Count the lines in the material below that contain the string "image", with case taken into account, and give only that number.

(Items from a dataset)
******************************

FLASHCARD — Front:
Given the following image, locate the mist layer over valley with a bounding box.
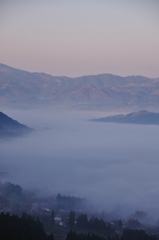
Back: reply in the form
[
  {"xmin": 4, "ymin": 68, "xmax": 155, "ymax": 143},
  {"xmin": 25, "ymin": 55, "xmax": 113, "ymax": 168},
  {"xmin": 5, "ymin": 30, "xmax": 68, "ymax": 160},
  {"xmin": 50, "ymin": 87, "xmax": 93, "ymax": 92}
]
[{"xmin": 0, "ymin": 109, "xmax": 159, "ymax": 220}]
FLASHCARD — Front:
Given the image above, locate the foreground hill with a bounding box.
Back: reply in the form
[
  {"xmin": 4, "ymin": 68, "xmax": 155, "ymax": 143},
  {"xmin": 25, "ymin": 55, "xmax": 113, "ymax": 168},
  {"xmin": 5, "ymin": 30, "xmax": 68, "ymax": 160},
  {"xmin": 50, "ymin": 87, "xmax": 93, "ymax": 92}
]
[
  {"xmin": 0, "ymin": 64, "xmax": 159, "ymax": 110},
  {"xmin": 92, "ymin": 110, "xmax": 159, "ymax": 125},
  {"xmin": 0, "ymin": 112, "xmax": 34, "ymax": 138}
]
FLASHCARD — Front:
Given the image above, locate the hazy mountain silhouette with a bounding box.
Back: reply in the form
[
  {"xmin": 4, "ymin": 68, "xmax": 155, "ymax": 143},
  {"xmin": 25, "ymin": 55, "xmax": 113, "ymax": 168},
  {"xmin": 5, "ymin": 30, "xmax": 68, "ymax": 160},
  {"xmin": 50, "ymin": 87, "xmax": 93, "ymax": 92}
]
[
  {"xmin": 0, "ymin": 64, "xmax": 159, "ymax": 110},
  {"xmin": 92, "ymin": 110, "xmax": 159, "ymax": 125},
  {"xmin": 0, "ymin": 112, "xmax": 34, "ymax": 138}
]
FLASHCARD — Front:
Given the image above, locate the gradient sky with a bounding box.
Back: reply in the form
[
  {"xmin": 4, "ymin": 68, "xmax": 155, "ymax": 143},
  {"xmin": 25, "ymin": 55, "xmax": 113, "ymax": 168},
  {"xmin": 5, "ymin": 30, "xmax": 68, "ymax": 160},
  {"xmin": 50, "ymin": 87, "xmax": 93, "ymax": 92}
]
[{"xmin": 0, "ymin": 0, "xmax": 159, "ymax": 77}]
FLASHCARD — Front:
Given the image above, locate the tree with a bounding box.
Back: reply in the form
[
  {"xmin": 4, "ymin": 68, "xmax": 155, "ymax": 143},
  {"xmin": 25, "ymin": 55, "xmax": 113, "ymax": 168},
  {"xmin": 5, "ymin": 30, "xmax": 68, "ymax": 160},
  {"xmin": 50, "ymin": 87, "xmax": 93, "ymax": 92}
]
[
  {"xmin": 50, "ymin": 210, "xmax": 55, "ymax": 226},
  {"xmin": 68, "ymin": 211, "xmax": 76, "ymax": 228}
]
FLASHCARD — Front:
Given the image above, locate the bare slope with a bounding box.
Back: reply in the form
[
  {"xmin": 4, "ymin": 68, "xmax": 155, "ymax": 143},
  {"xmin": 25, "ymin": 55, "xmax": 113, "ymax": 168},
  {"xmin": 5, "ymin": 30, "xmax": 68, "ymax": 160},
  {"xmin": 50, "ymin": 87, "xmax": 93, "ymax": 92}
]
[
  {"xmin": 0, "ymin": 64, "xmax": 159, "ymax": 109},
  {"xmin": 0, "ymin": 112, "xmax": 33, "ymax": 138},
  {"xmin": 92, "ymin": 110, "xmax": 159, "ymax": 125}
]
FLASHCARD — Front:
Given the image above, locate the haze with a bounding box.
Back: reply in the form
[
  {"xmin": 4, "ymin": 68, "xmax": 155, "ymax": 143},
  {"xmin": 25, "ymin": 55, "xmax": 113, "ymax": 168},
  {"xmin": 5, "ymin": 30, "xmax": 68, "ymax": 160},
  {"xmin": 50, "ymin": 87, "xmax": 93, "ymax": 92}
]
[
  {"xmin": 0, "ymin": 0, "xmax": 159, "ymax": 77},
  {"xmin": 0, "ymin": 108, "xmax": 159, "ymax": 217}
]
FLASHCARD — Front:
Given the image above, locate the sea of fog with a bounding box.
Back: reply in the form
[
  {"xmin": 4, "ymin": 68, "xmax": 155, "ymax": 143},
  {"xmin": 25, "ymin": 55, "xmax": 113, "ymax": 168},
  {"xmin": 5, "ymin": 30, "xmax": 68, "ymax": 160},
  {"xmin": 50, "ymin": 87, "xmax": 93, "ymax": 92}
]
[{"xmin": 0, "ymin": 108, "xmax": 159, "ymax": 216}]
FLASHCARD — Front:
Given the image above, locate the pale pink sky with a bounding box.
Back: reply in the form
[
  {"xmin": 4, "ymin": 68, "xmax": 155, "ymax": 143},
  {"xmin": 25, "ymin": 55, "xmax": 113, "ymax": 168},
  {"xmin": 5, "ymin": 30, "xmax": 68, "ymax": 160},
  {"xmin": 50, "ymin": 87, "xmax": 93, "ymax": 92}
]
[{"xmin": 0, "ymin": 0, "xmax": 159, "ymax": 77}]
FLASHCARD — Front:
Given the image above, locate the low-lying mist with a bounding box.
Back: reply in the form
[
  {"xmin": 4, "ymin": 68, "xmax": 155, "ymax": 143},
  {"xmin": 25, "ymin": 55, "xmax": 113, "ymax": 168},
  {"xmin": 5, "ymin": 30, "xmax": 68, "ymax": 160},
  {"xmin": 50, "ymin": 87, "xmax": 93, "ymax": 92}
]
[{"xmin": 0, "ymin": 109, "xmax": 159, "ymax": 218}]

******************************

» SOLUTION TO THIS PROBLEM: 10